- _Raw records_:

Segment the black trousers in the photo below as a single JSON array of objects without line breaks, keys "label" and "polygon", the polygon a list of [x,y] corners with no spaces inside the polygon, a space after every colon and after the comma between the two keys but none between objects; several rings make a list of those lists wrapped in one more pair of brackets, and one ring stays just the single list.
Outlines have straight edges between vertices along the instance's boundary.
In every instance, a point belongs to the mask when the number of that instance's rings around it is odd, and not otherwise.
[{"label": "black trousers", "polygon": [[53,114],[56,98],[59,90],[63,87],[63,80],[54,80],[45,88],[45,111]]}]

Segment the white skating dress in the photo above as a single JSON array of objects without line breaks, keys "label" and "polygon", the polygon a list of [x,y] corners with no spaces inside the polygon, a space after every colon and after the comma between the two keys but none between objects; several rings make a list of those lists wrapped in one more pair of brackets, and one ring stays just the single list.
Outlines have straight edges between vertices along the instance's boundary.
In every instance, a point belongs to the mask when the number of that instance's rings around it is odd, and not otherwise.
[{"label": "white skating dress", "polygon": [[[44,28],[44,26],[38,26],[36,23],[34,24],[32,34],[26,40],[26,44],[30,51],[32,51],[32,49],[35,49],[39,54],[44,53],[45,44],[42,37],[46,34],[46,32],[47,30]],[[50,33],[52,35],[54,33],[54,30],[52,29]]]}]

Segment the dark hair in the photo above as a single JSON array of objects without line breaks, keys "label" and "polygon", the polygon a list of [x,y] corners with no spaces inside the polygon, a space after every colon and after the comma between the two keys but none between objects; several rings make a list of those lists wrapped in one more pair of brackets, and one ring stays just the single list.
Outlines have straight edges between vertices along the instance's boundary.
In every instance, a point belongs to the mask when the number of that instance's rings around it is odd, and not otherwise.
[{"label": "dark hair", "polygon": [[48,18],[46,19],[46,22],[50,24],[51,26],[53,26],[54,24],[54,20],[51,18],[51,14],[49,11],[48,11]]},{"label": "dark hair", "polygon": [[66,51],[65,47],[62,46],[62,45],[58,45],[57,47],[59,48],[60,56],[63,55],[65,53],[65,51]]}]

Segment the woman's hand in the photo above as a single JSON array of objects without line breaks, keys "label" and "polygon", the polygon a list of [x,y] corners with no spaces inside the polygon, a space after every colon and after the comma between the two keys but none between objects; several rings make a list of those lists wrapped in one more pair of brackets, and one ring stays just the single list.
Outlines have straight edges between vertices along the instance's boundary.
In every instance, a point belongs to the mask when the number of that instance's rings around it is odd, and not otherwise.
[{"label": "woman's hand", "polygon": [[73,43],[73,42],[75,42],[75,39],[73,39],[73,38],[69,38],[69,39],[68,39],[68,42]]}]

- _Task prompt_: Copy out every line of the data above, exactly as given.

- _Response to this exercise_:
Segment the black trousers in the photo below as a single JSON array of objects without line breaks, keys "label" and "polygon", the polygon a list of [x,y] corners with no spaces inside the polygon, a space after every colon and after the comma between the two keys but none between objects; several rings make a list of those lists wrapped in one more pair of brackets, and one ring stays just the single list.
Outlines have straight edges between vertices along the instance's boundary.
In every instance, a point belongs to the mask when the number of that instance's rings around it is odd, and not otherwise.
[{"label": "black trousers", "polygon": [[53,114],[56,98],[59,90],[63,87],[63,80],[54,80],[45,88],[45,111]]}]

Segment the white skating dress in the photo above as a single JSON array of objects without line breaks, keys "label" and "polygon", the polygon a list of [x,y] corners with no spaces inside the polygon, a space after every colon and after the comma between the two keys but none between objects; several rings make a list of those lists wrapped in one more pair of brackets, and one ring stays just the single list.
Outlines have straight edges between vertices along the instance's boundary.
In every instance, a point belongs to the mask when the number of that instance's rings around it is odd, and not otherwise.
[{"label": "white skating dress", "polygon": [[[44,28],[44,26],[38,26],[36,23],[34,24],[32,34],[26,40],[26,44],[30,51],[32,51],[32,49],[35,49],[39,54],[44,53],[45,44],[42,37],[46,34],[46,32],[47,30]],[[50,33],[52,35],[54,33],[54,30],[52,29]]]}]

Segment the dark hair in the photo above as a single JSON array of objects without line breaks, keys "label" and "polygon", the polygon a list of [x,y] corners with no spaces inside the polygon, a space after every colon and after the comma between the two keys but none between objects; several rings make a list of those lists wrapped in one more pair of brackets, and one ring stays just the single list.
Outlines have straight edges between vertices along the instance's boundary.
In every instance, a point belongs to the mask when the number of that instance's rings around it is odd, and not otherwise.
[{"label": "dark hair", "polygon": [[48,18],[46,19],[46,22],[50,24],[51,26],[53,26],[54,24],[54,20],[51,18],[51,14],[49,11],[48,11]]},{"label": "dark hair", "polygon": [[66,51],[65,47],[62,46],[62,45],[58,45],[57,47],[59,48],[60,56],[63,55],[65,53],[65,51]]}]

Segment the woman's hand in the photo above as a single JSON array of objects without line breaks, keys "label" and "polygon", the polygon a list of [x,y] corners with no spaces inside the polygon, a space after every colon and after the comma between the two keys but none between objects; several rings make a list of those lists wrapped in one more pair of brackets, and one ring stays just the single list.
Outlines have straight edges between vertices along the instance's boundary.
In every instance, a point belongs to the mask when the number of that instance's rings around it is odd, and not otherwise.
[{"label": "woman's hand", "polygon": [[73,43],[73,42],[75,42],[75,39],[73,39],[73,38],[69,38],[69,39],[68,39],[68,42]]}]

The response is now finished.